> _What you need to do_
a - In the forum thread about finding a bike for an 8-year-old boy, what budget is mentioned for the bike?
b - In the forum thread about finding a bike for an 8-year-old boy, why might a car boot sale be a good idea? Answer in one to three sentences.
c - Can you carry on the forum thread about finding a bike for an 8-year-old boy from where it stops?

> _Source document_

· · ·

# Wanted Bike for 8yr old Boy (North Manchester / South Lancashire)



## Tom B (18 Jul 2019)

Team

The common-law sister in laws youngest lad is 8 next month. Being a sensible lad he would like a bike for his birthday. 

Unfortunately funds are tight and she had a £50 budget, so we are looking at second hand bikes. We looking towards childs mtb rather than a bmx.

Just wondering if anyone has anything to sell that's in decent conditions (not worried about tyres, chains etc I can sort that) and we are getting him his safety stuff as his gift from us.

Uncle Tom might be able to help with the budget for the right bike. But not much as uncle Tom is skint / tight. 

Halfords have said he needs a 24" bike. (thats as much as I can get out of the SIL size wise)


----------



## Sharky (18 Jul 2019)

Can't help, but for clarity, presume the 24" refers to the wheel size - not the frame size.
Hope you find one.


----------



## KneesUp (18 Jul 2019)

24" is indeed wheel size - the kid (10) moved on to 24" about the same age. Sadly it's still her bike so not available for passing on, but it was £15 from a cobblers that sells bikes outside (half price) - you're going to have to look for that sort of bargain at that budget obviously - if you have time then a car boot might be a good idea - it seems that this is the time of year when kids get their bikes out and realise they are too small.


----------



## tom73 (18 Jul 2019)

Can't help either but have you any local bike hubs / community bike projects near you ? Should have something or can help find you something. Some prisons also have bike project stuff too. I know of one but maybe a bit out the way for you.

· · ·

> _Dataset_
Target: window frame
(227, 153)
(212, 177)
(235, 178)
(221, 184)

· · ·

> _The answers_
a - £50.

b - If there is time, a car boot sale could turn up a bargain. This seems to be the time of year when kids get their bikes out and realize they are too small.

c -
----------



## Cycleops (18 Jul 2019)

Gumtree is the place to look for these bikes, plenty of bargains to be had:

https://www.gumtree.com/p/for-sale/bicycle-20-inches/1346330442
Or how about a BMX?
https://www.gumtree.com/p/for-sale/x-rated-blue-kids-bmx-bike/1346641728
Both near you.
Or you could buy a small frame adults MTB even with 26" wheels. If you can get one with 24" wheels so much the better.I have one for my nine year old but converted it to single speed by removing the front derailleur, changer and rear bar changer and adjusting the limit screws so it stays in one gear. You need to retain the rear derailleur to tension the chain. Kids often don't understand the gears and wreck them.


----------



## MichaelW2 (18 Jul 2019)

I picked up a good number of quality kid's bikes at my local weekly car boot sale. I use them as loan bikes for visiting friends kids. I only get non suspension models of good quality. Buying price seems to be £10-£30.


----------



## Julia9054 (18 Jul 2019)

https://tfgm.com/cycling/recycled-bikes
You might find some of these suppliers useful. We have a shop similar to these called Resurrection Cycles which do up donated bikes for charity


----------



## gareth01244 (18 Jul 2019)

We have a specialized hard rock mtb that my son had outgrown a long time ago. It's a small frame, but with 26in wheels. It might be to big for an 8 yr old but suppose it depends on his height. Will check on it's frame size and standover height when I get home and let you know more if your interested.?


----------



## gareth01244 (18 Jul 2019)

It's a 13 inch frame, roughly 23 inches from floor to top of top tube at it's lowest point. Has had a new conti rear tyre fitted and have another new oneready to go on the front . Swapped out the narrow bars for a set of wider ones my son wanted but cannot find the original ones as it would be better for a smaller rider, would be an easy change though.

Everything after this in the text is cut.